*BACAAN YANG DISEDIAKAN*.
Ungkapan Jenderal TNI (Purn.) Luhut Binsar Panjaitan tentang mantan bawahannya Letnan Jenderal TNI (Purn.) Prabowo Subianto patut dicermati. Ia berkata, “Tegas itu tidak mesti mata melotot dan lempar-lemparhandphone,” (sumber berita: Kompas.com).
Saya hendak keluar konteks. Karena saya tidak hendak mengomentari pribadi sang calon presiden itu. Nanti salah-salah saya malah dianggap melakukan kampanye hitam alias black campaign. Hehehe.
Apa yang saya hendak bahas di sini adalah mengenai sikap, perilaku atau kebiasaan itu. Tegas dan kasar. Bagaimana membedakannya?
Terus-terang,sebagai manusia, kepribadian saya lebih dekat kepada sosok sang jenderal daripada Joko Widodo. Ibu saya sendiri menilai saya kaku.
Kaku itu kemudian mengejawantah kepada banyak hal. Saya jadi sombong, belagu, mau menang sendiri, merasa paling benar dan tidak menganggap penting orang lain.
Dan saya harus dipaksa menunduk oleh Tuhan dengan cobaan hidup yang amat berat. Kaku itu harus ditekuk jadi fleksibel, tapi harus dijaga agar tidak jadi plin-plan dan oportunis. Di sinilah kemudian saya harus mampu membedakan antara tegas dan kasar. Teguh pada prinsip dan pendirian, tanpa harus merendahkan dan menghina prinsip, pendirian dan pendapat orang lain.
Akan lebih mudah bila saya ambil contoh kasus dari penggambaran kejadian sehari-hari. Apabila ada seseorang menawari kita melakukan sesuatu yang bertentangan dengan hukum, baik itu hukum negara maupun hukum agama, apa reaksi kita?
Bila kita teguh pada prinsip kebaikan dan pendirian bahwa melanggar hukum itu negatif, tentu kita akan menolaknya. Nah, tapi bagaimana caranya?
Tegas, adalah bila kita dengan sopan mengatakan kalimat seperti, “Maaf, saya tidak mampu/dapat/bisa melakukannya.” Cukup. tidak perlu dijelaskan alasannya. Karena pihak yang menawarkan pun sebenarnya sudah tahu bahwa penawarannya itu melanggar hukum.

*PERMINTAAN TERTULIS*.
Ubah paragraf bacaan tentang tegas dan kasar yang diawali "Dan saya harus dipaksa menunduk" menjadi daftar poin singkat yang tetap memuat fakta utamanya. Data diambil dari sumber lain yang terpisah dari bacaan ini.

*DATA SUMBER*.
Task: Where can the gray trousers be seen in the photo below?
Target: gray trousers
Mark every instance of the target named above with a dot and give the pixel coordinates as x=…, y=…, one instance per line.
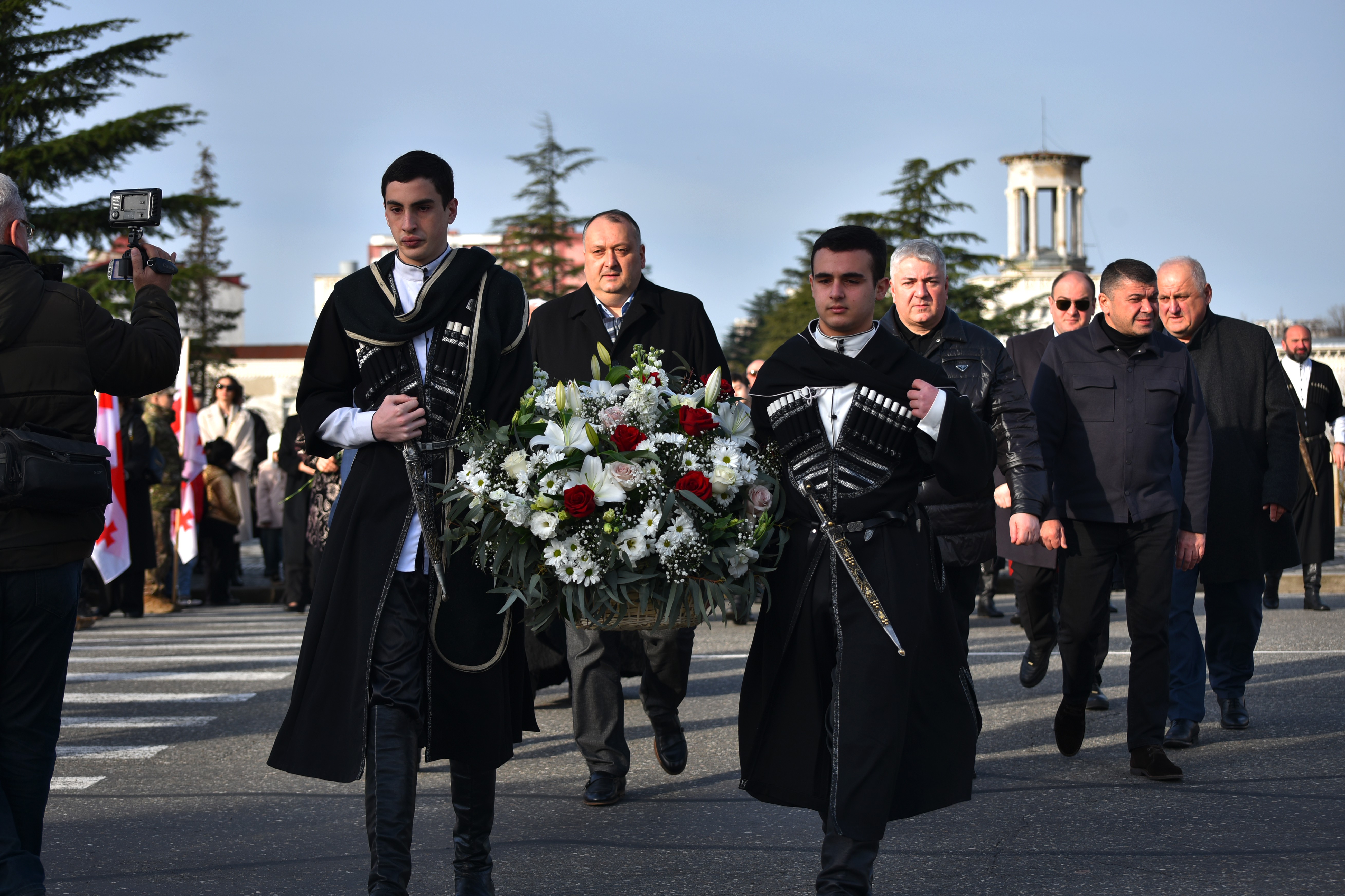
x=599, y=707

*JAWABAN LENGKAP*.
- Penulis dipaksa Tuhan untuk menunduk lewat cobaan hidup yang amat berat.
- Sifat kaku harus ditekuk menjadi fleksibel, tetapi dijaga agar tidak menjadi plin-plan dan oportunis.
- Karena itu, penulis harus mampu membedakan sikap tegas dari sikap kasar.
- Tegas berarti teguh pada prinsip dan pendirian tanpa merendahkan atau menghina prinsip, pendirian, dan pendapat orang lain.